___ DOCUMENT SECTION ___

The data set is provided by Tennis Australia. It is modelled on this competition conducted in 2018, but new data is provided. The goal is “Predicting How Points End in Tennis”. That contest represented the first public release of a large amount of tracking data from professional tennis matches. This task has the potential to revolutionize the way that tennis uses data science to collect match statistics and make a huge impact on the sport.

## Motivation

Tennis, one of the most popular professional sports around the world, still uses manual coding of point outcomes. This is not only labor-intensive but it also raises concerns that outcome categories may not always be consistent from one coder to the next. The purpose of this contest is to find a better approach.

## Point Endings

Every tennis match is made up of a sequence of points. A point begins with a serve and players exchange shots until a player makes an error or is unable to return a shot in play.

Traditionally, the shot ending a point in tennis has been had been described in one of three mutually exclusive ways: a winner, an unforced error, or a forced error. A winner is a shot that was in play, not touched by the opponent, and ends with the point going to the player who made the shot. The other two categories are two distinct types of errors where both end with the point going to the player who did not make the shot. The distinction between an unforced and forced error is based on the nature of the incoming shot and a judgment about whether the shot was playable or not. As you can imagine, this distinction is not a perfect science.

## Outcome Coding

Point endings give us insight into player performance. For this reason, accurate statistics about point outcomes are essential to the sport. At professional tennis tournaments, human coders are trained to label and document outcomes during matches. This is the primary way that the sport gathers information about winners and errors.

___ DATASET RECORDS ___

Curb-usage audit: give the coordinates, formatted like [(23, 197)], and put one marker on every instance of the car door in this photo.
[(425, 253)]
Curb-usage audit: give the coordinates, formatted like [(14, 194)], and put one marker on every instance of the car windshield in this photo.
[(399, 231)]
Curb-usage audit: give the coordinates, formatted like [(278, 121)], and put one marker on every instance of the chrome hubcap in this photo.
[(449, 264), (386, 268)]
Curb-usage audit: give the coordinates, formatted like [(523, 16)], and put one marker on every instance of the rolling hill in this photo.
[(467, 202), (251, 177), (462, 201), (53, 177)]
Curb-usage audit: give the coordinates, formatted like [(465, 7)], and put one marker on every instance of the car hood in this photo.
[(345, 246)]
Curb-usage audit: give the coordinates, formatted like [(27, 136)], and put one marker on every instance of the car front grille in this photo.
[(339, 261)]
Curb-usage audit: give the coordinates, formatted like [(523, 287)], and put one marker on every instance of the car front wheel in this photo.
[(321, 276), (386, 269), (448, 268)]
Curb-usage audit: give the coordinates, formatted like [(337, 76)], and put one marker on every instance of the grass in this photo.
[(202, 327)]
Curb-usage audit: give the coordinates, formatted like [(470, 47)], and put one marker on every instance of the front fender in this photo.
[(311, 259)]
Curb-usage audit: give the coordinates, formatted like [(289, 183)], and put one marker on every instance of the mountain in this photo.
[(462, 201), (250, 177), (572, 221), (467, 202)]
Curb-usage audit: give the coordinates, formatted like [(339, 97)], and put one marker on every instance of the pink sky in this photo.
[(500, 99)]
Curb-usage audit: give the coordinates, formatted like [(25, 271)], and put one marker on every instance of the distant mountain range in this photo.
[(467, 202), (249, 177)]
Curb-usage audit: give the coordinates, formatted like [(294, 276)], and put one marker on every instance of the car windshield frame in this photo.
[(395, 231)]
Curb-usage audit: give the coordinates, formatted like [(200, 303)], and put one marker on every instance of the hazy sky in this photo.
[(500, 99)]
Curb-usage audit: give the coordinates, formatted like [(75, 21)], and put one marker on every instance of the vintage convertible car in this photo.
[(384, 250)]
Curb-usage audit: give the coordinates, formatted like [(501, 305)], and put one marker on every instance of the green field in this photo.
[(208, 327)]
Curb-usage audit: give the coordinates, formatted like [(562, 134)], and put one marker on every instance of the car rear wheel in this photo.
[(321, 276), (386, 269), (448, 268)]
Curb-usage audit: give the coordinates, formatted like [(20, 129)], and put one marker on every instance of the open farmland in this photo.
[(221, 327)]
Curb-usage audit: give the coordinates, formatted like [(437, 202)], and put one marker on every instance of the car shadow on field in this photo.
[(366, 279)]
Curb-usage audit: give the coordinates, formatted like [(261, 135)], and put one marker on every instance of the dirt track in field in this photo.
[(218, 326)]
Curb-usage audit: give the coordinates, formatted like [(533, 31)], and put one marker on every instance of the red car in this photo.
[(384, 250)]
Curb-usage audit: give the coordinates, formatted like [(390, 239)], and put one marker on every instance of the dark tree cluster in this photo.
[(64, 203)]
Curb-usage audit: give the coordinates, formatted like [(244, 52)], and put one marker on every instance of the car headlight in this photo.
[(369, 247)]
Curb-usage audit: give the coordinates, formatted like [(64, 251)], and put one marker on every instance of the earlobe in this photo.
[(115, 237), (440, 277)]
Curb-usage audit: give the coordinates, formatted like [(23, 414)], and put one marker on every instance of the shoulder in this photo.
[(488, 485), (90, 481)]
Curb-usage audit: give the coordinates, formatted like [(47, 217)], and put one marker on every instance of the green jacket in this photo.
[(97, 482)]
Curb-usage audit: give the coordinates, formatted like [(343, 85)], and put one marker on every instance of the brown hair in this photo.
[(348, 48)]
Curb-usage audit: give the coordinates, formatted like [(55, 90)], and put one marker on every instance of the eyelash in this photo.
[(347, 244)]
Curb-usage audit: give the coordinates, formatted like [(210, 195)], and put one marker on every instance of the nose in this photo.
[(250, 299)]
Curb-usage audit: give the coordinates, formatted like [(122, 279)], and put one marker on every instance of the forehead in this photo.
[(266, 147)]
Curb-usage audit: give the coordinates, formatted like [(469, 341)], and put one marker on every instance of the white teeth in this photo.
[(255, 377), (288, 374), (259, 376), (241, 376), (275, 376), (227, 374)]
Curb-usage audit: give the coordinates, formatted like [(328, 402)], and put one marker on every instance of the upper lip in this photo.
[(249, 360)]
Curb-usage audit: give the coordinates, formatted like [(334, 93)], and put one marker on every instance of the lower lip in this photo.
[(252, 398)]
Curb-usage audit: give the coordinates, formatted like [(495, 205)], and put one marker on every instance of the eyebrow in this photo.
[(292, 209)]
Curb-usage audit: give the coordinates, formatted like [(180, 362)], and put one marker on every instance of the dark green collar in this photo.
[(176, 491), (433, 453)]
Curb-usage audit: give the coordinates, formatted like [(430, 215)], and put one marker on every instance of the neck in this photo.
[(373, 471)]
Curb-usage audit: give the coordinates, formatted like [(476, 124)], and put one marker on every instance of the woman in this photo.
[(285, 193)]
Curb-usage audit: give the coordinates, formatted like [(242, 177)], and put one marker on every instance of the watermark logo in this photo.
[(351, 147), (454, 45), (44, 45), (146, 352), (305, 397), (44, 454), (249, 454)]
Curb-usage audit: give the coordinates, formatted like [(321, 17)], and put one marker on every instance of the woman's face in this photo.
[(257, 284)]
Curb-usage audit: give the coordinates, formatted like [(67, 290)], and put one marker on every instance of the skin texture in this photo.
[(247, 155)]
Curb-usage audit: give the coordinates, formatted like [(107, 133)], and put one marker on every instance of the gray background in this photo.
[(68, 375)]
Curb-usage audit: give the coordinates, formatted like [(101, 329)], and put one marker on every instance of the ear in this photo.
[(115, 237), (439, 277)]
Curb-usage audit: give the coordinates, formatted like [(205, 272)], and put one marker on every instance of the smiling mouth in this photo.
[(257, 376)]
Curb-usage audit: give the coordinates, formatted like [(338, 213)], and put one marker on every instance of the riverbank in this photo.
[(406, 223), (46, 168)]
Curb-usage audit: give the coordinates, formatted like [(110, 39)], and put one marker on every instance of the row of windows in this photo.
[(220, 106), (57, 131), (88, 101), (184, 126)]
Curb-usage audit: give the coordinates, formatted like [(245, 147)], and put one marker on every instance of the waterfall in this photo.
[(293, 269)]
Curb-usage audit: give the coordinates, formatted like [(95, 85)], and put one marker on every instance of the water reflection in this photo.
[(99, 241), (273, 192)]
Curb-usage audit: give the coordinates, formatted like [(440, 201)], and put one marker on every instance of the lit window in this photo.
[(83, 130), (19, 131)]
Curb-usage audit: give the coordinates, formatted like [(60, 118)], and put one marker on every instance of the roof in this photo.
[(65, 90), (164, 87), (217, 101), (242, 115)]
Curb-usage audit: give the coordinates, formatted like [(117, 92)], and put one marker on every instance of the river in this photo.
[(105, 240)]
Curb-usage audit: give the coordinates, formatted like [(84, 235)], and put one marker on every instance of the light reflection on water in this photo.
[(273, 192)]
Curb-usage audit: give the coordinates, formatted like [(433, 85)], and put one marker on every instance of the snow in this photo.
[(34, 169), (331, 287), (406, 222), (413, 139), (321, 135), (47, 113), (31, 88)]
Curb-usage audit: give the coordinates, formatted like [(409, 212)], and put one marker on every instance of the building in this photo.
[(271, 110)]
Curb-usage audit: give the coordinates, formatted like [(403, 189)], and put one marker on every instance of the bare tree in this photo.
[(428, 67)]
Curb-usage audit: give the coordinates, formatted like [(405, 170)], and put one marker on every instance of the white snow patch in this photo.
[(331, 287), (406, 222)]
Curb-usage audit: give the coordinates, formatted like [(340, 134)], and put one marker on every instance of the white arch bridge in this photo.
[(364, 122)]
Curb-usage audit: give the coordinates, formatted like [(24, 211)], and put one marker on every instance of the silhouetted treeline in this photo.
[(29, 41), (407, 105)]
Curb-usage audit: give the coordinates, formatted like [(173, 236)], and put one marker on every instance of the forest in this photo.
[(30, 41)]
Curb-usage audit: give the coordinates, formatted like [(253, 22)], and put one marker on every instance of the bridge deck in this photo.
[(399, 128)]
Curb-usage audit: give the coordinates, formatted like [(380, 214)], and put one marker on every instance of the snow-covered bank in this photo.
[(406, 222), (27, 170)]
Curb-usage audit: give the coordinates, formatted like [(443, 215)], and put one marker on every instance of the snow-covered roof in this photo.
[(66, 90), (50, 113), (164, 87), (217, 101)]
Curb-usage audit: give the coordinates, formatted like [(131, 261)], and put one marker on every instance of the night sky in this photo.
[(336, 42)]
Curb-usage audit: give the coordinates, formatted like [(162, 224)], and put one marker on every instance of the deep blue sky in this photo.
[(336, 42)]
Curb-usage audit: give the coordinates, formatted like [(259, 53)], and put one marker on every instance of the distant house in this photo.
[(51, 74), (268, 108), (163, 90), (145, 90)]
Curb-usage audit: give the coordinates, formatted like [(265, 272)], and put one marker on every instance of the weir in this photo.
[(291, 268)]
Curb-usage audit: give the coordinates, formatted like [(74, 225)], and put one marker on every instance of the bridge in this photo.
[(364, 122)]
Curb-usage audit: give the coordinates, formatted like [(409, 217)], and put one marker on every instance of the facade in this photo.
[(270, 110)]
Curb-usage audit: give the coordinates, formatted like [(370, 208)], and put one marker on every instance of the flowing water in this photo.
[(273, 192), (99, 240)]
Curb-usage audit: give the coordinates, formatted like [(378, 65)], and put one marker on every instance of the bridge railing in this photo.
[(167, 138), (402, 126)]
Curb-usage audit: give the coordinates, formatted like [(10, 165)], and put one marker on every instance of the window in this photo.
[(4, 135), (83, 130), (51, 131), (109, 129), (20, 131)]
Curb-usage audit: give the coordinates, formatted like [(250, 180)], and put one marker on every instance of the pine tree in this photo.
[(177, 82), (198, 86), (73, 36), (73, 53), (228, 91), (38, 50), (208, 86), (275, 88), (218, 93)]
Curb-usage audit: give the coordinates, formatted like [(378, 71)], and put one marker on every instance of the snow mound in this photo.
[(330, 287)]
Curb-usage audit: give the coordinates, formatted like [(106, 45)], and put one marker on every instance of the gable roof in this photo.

___

§ **INSTRUCTIONS**
a - In the text on predicting how tennis points end, who provides the data set?
b - Write the next part of the text on how tennis points end, starting after its last sentence.

§ **TASK-BY-TASK RESULTS**
a - Tennis Australia

b -
## Tracking Data

The adoption of the player challenge system in the mid-2000s has lead to the use of multi-camera tracking systems for the majority of top professional matches. These tracking systems monitor the 3D coordinates of the ball position and 2D coordinates of the player position throughout a match. The richness of these data hold considerable promise for addressing many challenging questions in the sport.

## Objective

The objective of this contest is as follows:

Predict how a point ends in tennis using modern tracking data. Variable to be predicted: ‘outcome’ taking one of three values: Winner (W), Unforced Error (UE), Forced Error (FE)

## Data

• See the data dictionary (data_dictionary.docx) for a full feature description of the contest dataset.
• ao_training.rda contains the full training set, approximately 50% of observations
• ao_test_unlabelled.rda contains the test set that you need to predict, has all of the same variables as the training set except for the outcome variable
• ao_sample_predictions.csv shows the format of the file that you need to upload to kaggle with your predictions. The outcome column provided in this data are random outcomes.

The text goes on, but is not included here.